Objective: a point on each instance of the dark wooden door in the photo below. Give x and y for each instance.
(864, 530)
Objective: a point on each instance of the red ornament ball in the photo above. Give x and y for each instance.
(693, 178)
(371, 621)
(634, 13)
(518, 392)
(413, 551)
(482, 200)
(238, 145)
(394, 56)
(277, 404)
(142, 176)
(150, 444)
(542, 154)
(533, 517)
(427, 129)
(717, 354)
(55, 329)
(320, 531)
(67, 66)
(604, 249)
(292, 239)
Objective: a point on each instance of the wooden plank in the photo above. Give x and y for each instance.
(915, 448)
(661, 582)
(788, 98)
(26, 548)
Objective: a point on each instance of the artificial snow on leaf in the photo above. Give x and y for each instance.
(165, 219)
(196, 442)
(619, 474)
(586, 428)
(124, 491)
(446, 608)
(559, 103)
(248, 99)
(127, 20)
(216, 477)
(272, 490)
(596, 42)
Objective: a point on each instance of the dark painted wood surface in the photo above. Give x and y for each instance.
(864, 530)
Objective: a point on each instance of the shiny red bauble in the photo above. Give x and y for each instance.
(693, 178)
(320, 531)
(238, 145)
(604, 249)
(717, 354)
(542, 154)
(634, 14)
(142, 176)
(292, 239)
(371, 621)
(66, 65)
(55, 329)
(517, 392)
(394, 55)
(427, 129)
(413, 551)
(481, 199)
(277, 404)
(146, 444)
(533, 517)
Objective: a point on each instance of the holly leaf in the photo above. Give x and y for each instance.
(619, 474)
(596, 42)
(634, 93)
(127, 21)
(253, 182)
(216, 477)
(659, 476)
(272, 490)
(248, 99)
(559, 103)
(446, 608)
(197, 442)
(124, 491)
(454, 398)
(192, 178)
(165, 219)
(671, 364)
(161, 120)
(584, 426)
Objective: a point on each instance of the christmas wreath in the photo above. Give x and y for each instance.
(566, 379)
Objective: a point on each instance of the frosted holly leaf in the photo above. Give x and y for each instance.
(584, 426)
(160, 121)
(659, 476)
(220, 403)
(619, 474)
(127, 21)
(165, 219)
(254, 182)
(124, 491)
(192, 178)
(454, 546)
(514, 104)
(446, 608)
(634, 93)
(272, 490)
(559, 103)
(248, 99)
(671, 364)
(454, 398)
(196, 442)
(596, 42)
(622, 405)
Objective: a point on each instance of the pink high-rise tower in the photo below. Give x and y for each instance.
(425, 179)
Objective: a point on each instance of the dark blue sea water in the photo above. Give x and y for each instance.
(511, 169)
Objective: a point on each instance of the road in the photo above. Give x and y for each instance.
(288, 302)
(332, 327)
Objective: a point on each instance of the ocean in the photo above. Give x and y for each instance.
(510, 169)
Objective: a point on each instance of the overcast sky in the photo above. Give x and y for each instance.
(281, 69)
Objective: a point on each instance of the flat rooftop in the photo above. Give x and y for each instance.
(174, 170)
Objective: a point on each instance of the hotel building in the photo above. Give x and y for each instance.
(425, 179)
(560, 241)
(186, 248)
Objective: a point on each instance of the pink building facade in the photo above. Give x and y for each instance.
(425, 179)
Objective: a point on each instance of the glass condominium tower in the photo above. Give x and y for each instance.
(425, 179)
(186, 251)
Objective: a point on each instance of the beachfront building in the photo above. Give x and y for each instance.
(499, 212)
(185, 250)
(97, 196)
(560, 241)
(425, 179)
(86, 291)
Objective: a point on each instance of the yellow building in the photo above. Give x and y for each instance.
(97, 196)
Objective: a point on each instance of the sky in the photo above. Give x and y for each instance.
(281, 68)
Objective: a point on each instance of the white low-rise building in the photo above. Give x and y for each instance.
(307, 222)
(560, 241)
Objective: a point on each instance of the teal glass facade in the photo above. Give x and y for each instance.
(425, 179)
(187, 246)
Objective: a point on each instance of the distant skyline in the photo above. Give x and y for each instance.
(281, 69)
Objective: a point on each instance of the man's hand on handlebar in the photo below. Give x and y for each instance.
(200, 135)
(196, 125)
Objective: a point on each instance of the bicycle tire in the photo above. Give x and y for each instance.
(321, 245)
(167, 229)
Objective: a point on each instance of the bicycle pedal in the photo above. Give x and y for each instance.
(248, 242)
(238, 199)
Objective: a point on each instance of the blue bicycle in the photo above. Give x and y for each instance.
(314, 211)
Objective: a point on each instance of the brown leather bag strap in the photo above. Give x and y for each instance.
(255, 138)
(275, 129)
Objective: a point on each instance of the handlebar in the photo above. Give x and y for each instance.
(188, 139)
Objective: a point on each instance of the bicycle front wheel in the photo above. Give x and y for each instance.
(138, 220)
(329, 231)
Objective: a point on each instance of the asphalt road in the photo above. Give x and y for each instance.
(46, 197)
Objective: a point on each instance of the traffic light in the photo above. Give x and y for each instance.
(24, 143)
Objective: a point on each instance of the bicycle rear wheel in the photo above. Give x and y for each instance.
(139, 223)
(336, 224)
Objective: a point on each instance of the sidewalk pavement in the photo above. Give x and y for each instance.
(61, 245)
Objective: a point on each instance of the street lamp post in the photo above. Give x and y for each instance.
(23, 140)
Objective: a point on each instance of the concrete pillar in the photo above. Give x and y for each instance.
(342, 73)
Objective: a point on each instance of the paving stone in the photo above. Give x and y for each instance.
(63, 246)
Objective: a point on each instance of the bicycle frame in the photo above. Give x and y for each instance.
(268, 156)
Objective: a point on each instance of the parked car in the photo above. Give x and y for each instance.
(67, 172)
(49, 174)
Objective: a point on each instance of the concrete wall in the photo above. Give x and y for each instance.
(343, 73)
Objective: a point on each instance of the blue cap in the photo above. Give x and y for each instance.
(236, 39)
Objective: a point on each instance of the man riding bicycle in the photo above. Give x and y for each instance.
***
• **Exercise directions**: Exactly as shown above, return every record.

• **Exercise response**:
Objective: a point on each instance of the dark wooden door in the photo below. Give x and y for each instance.
(864, 530)
Objective: a point on each instance of the red ornament ball in the photo above. Give x and y for each instance.
(693, 178)
(371, 621)
(634, 13)
(518, 392)
(413, 551)
(482, 200)
(238, 145)
(394, 56)
(277, 404)
(142, 176)
(150, 444)
(542, 154)
(533, 517)
(427, 129)
(717, 354)
(55, 329)
(320, 531)
(67, 66)
(604, 249)
(292, 239)
Objective: a point on each instance of the wooden plank in the photo above. Give x and y for each instance.
(915, 448)
(661, 582)
(788, 98)
(26, 548)
Objective: a point on each instance of the artificial snow on leaf in the photo above. Give x and y for each instance.
(165, 219)
(196, 442)
(619, 474)
(586, 428)
(124, 491)
(446, 608)
(559, 103)
(248, 99)
(127, 20)
(216, 477)
(272, 490)
(596, 42)
Objective: a point on each instance of the dark painted wood surface in the photo above. Give x and y for each instance.
(864, 530)
Objective: a point on each instance of the shiny red bauble in the photo above. Give x and y for each instance.
(693, 178)
(320, 531)
(238, 145)
(604, 249)
(717, 354)
(542, 154)
(634, 14)
(142, 176)
(292, 239)
(371, 621)
(66, 65)
(55, 329)
(517, 392)
(394, 55)
(427, 129)
(413, 551)
(481, 199)
(277, 404)
(146, 444)
(533, 517)
Objective: a point on each instance of the holly leaf in the photo above. Give x and y for each instance.
(619, 474)
(596, 42)
(634, 93)
(127, 21)
(253, 182)
(216, 477)
(659, 476)
(272, 490)
(248, 99)
(559, 103)
(446, 608)
(197, 442)
(124, 491)
(454, 398)
(192, 178)
(165, 219)
(671, 364)
(161, 120)
(584, 426)
Objective: a point on each instance of the christmas wreath in the photo above. Give x and y for each instance.
(566, 379)
Objective: a point on each instance of the frosted holly leaf in the photo above. Give x and y for each instance.
(584, 426)
(160, 121)
(659, 476)
(220, 403)
(619, 474)
(127, 21)
(165, 219)
(254, 182)
(124, 491)
(192, 178)
(454, 546)
(514, 104)
(446, 608)
(634, 93)
(272, 490)
(559, 103)
(248, 99)
(671, 364)
(454, 398)
(196, 442)
(596, 42)
(622, 405)
Objective: a point on each instance of the pink high-rise tower in the photo below. Give x and y for each instance.
(425, 179)
Objective: a point on each instance of the dark blue sea water in the photo above. Give x and y for each instance.
(511, 169)
Objective: a point on each instance of the road in the photo above. Give x and y for each instance.
(288, 302)
(332, 327)
Objective: a point on each instance of the ocean in the photo above. Give x and y for each instance.
(510, 169)
Objective: a point on each instance of the overcast sky in the photo above. Give x and y for each instance.
(281, 69)
Objective: a point on each instance of the flat rooftop in the photo above. Give x and y for each instance.
(174, 170)
Objective: a point on each instance of the hotel building in the photo above. Give x and y for each instance.
(425, 179)
(560, 241)
(186, 248)
Objective: a point on each instance of the pink building facade in the photo above. Give x and y for each instance.
(425, 179)
Objective: a point on each instance of the glass condominium tower in the photo above. Give x and y for each instance.
(425, 179)
(186, 251)
Objective: a point on each instance of the beachfront building in the photo above. Give x and y for each instance.
(499, 212)
(185, 250)
(97, 196)
(560, 241)
(425, 179)
(86, 291)
Objective: a point on each instance of the yellow building in the photo above. Give x and y for each instance.
(97, 196)
Objective: a point on each instance of the sky in the photo above. Give x and y for each instance.
(281, 68)
Objective: a point on each instance of the white low-rise building in the photo above. Give x and y for each instance.
(307, 222)
(560, 241)
Objective: a point on each instance of the teal glass facade in the photo above. Give x and y for each instance.
(425, 179)
(187, 246)
Objective: a point on each instance of the distant skyline in the photo above. Give x and y for each instance.
(281, 69)
Objective: a point on each instance of the man's hand on handlebar in the photo below. Give x and y for each instance.
(200, 135)
(196, 125)
Objective: a point on each instance of the bicycle tire in the photo above. Give x and y for each instance.
(321, 245)
(167, 229)
Objective: a point on each instance of the bicycle pedal in the photo above. Give x and y for each instance.
(248, 242)
(238, 199)
Objective: a point on each instance of the blue bicycle in the photo above. Give x and y for each instance.
(314, 211)
Objective: a point on each instance of the brown leather bag strap in the photo above. Give x and y for each instance.
(255, 138)
(275, 129)
Objective: a point on each instance of the handlebar in the photo above. Give x and y for each instance.
(188, 139)
Objective: a point on each instance of the bicycle front wheel in the photo above. Give x and y for each instance.
(138, 220)
(329, 231)
Objective: a point on each instance of the asphalt road in the photo above. Give x and y for each instance.
(46, 197)
Objective: a point on each instance of the traffic light in the photo above. Give x and y for each instance.
(24, 143)
Objective: a point on each instance of the bicycle rear wheel in the photo above. Give x and y for each instance.
(139, 223)
(336, 224)
Objective: a point on each instance of the sidewalk pavement in the photo above. Give x and y for each instance.
(61, 245)
Objective: a point on each instance of the street lamp post in the photo above. Give x and y for each instance.
(23, 140)
Objective: a point on each instance of the concrete pillar in the photo above. Give x and y for each instance.
(342, 73)
Objective: a point on each instance of the paving stone in the photo above. Give x and y for each instance.
(63, 246)
Objective: a point on each instance of the bicycle frame in the photo above. Give x and y for each instance.
(268, 156)
Objective: a point on each instance of the parked car in the photo above. Give x and y for each instance.
(67, 172)
(49, 174)
Objective: a point on each instance of the concrete wall in the photo above. Give x and y for each instance.
(343, 73)
Objective: a point on each instance of the blue cap in the photo above. Give x and y for each instance.
(236, 39)
Objective: a point on each instance of the man riding bicycle in the photo above. Give x and y for each instance.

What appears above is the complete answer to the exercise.